GIVEN PROBLEM:
Select every line in the dataset excerpt below that contains the word "water", and copy each one out.

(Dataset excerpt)
>> begin
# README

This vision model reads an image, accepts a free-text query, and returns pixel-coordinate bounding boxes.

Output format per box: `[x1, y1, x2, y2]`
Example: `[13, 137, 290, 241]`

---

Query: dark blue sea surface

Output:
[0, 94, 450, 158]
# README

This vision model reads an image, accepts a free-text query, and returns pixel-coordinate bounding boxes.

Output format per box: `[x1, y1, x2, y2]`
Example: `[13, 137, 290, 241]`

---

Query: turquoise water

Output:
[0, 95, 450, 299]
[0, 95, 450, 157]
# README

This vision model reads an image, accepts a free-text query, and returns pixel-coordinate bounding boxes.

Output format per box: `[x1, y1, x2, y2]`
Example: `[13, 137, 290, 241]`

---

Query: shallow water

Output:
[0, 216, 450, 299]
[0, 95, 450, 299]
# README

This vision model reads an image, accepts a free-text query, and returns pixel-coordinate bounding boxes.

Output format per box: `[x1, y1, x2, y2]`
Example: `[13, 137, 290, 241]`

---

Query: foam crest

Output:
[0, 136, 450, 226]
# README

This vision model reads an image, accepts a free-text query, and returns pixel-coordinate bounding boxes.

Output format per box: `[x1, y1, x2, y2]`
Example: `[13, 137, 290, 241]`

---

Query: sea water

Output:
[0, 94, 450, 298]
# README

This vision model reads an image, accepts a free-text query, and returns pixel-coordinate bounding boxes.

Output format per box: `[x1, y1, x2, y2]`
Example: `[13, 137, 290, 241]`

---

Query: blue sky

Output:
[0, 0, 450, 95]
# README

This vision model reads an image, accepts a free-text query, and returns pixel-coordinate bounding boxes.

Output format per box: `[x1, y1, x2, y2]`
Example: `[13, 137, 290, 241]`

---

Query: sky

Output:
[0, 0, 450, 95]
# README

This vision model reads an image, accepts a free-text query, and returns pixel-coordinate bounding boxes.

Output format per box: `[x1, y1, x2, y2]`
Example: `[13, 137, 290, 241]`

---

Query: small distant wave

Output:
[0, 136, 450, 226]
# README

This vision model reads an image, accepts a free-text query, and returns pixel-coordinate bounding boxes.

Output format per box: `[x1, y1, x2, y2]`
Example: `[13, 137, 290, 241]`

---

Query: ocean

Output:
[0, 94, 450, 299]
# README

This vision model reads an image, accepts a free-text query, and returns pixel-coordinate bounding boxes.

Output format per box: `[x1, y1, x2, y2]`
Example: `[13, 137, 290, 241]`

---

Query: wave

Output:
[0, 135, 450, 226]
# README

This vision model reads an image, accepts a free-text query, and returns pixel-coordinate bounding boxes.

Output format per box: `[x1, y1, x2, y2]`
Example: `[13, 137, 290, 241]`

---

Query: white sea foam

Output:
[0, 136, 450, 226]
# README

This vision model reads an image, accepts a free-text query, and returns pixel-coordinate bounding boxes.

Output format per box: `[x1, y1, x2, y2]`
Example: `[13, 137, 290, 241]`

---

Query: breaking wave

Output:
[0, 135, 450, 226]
>> end
>> begin
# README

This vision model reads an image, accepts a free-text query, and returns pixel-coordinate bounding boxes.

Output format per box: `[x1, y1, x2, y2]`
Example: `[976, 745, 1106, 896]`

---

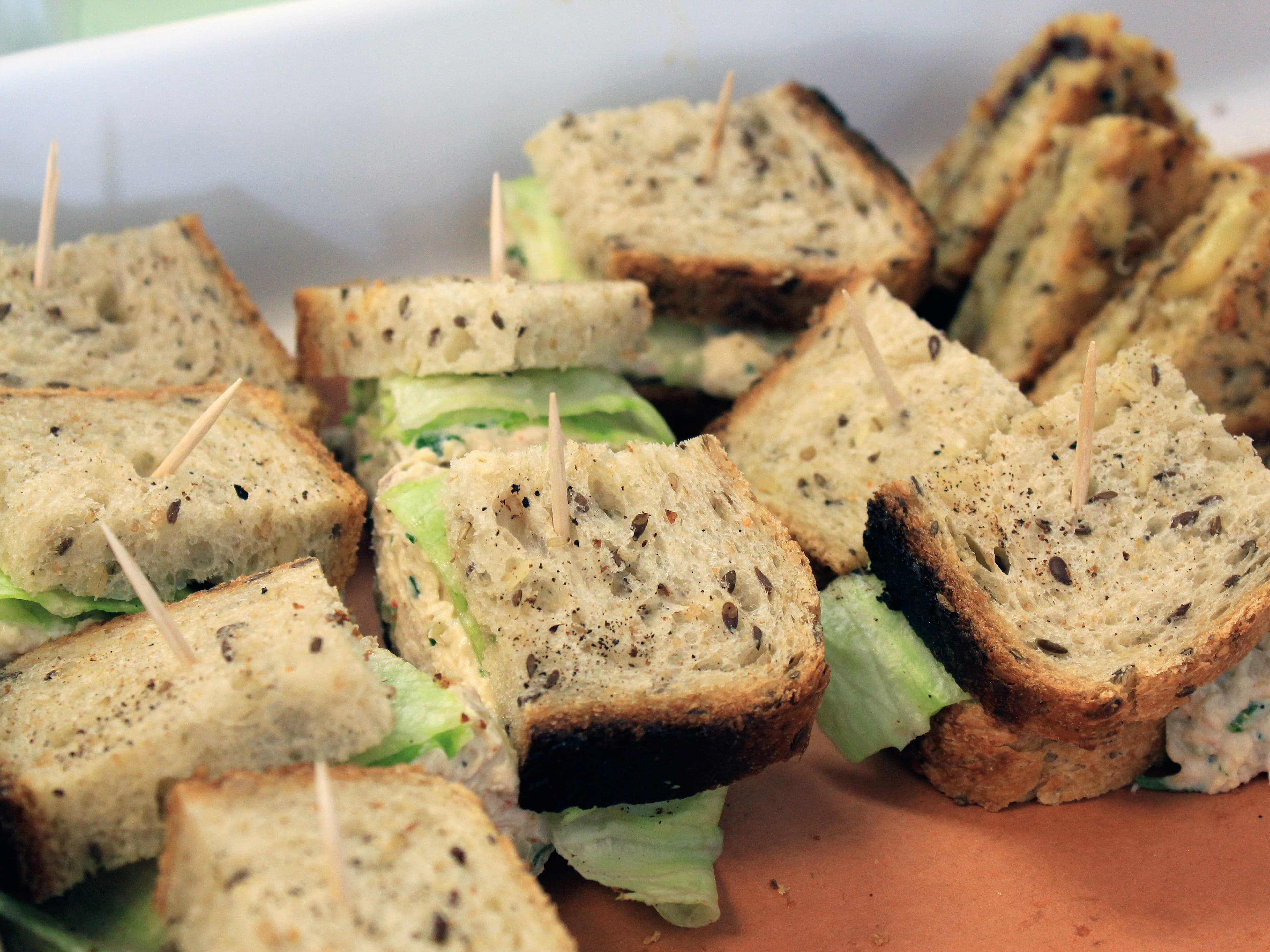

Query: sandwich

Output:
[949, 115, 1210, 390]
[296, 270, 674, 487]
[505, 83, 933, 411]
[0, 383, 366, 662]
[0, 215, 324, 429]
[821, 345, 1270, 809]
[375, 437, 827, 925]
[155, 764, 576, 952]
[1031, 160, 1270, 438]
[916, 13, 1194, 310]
>> end
>> begin
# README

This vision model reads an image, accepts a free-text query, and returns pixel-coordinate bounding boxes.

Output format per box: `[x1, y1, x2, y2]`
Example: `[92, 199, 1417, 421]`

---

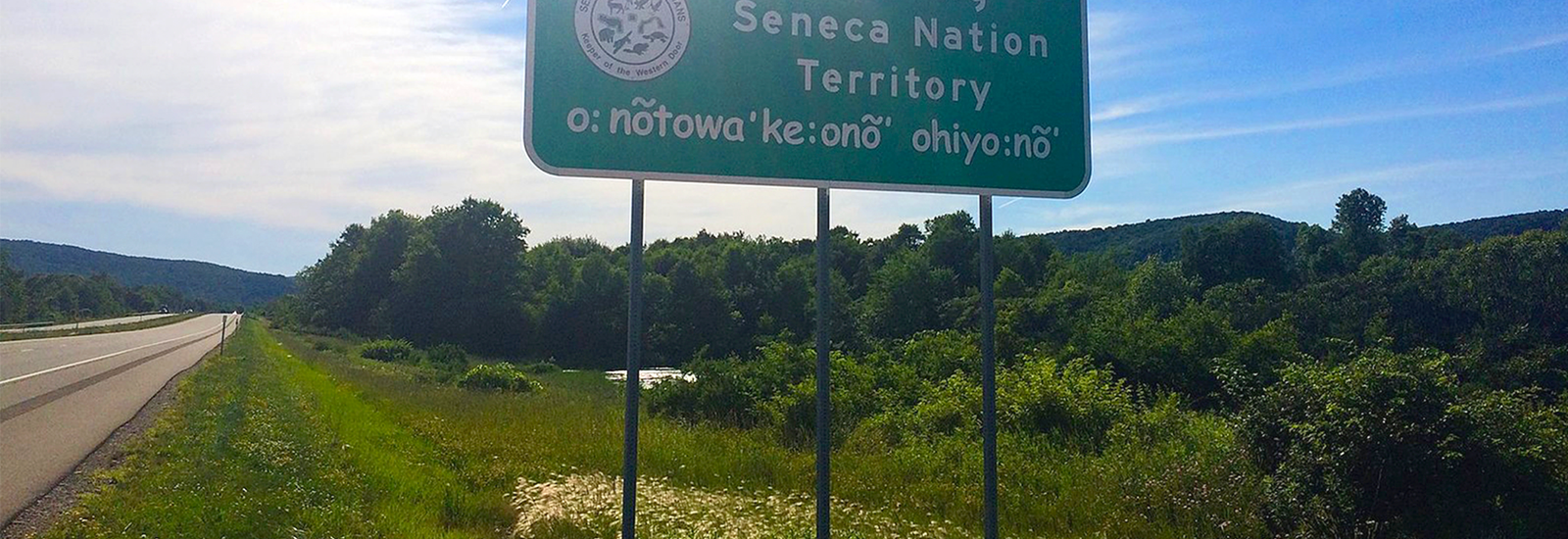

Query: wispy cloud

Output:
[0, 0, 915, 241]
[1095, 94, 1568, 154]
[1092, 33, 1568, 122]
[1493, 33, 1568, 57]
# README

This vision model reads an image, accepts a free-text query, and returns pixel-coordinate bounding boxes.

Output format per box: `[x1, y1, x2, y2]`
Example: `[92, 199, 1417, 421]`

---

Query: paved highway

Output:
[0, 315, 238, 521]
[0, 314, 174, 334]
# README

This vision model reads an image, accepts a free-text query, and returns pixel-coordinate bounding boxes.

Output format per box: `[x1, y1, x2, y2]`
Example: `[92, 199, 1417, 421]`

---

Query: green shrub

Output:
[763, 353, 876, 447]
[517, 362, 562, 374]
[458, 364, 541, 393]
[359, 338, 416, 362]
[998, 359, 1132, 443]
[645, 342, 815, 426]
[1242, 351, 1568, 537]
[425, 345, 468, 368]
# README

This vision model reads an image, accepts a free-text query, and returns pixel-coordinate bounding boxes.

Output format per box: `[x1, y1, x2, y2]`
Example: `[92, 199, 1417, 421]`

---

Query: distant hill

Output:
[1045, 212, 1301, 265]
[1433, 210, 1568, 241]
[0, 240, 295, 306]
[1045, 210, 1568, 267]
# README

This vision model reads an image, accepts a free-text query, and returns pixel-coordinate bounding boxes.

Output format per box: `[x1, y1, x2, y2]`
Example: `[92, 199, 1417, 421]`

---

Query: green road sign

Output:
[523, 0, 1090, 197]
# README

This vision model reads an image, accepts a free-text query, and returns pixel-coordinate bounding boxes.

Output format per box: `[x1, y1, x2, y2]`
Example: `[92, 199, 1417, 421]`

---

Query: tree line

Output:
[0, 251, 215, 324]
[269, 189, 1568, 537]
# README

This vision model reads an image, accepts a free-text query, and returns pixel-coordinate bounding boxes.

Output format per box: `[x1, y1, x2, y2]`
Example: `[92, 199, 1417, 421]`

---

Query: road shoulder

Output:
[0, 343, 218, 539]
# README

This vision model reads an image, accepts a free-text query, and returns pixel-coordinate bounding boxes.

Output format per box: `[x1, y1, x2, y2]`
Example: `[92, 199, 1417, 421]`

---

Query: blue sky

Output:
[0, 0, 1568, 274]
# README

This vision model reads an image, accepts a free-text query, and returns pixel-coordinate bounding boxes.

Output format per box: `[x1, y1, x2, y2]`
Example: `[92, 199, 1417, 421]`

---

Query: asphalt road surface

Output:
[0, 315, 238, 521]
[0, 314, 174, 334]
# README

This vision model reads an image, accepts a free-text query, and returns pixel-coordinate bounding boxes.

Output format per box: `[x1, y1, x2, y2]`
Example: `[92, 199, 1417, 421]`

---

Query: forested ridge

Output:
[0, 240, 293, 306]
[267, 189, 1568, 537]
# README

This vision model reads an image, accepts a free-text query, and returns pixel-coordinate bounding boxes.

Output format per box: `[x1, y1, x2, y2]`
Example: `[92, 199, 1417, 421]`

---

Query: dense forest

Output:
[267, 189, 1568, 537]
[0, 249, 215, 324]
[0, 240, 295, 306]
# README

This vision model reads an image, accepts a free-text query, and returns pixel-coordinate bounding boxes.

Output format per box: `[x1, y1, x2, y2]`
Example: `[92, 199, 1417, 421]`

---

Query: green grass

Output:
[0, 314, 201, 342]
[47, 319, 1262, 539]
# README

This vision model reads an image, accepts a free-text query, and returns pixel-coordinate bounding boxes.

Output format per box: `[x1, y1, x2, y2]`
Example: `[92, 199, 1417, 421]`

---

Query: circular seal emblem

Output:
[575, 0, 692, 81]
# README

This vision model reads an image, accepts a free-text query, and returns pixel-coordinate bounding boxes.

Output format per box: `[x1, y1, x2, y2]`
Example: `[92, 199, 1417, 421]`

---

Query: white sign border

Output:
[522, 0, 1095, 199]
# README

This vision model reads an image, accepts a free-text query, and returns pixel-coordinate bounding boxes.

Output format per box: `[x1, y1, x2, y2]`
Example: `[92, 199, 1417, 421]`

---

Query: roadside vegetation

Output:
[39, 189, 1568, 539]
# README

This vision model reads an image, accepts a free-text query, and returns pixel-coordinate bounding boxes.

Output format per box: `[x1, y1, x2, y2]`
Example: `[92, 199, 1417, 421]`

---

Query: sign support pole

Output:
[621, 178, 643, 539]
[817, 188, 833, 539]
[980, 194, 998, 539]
>> end
CORRECT OUTPUT:
Query: turquoise water
Query: shallow water
Query: sea water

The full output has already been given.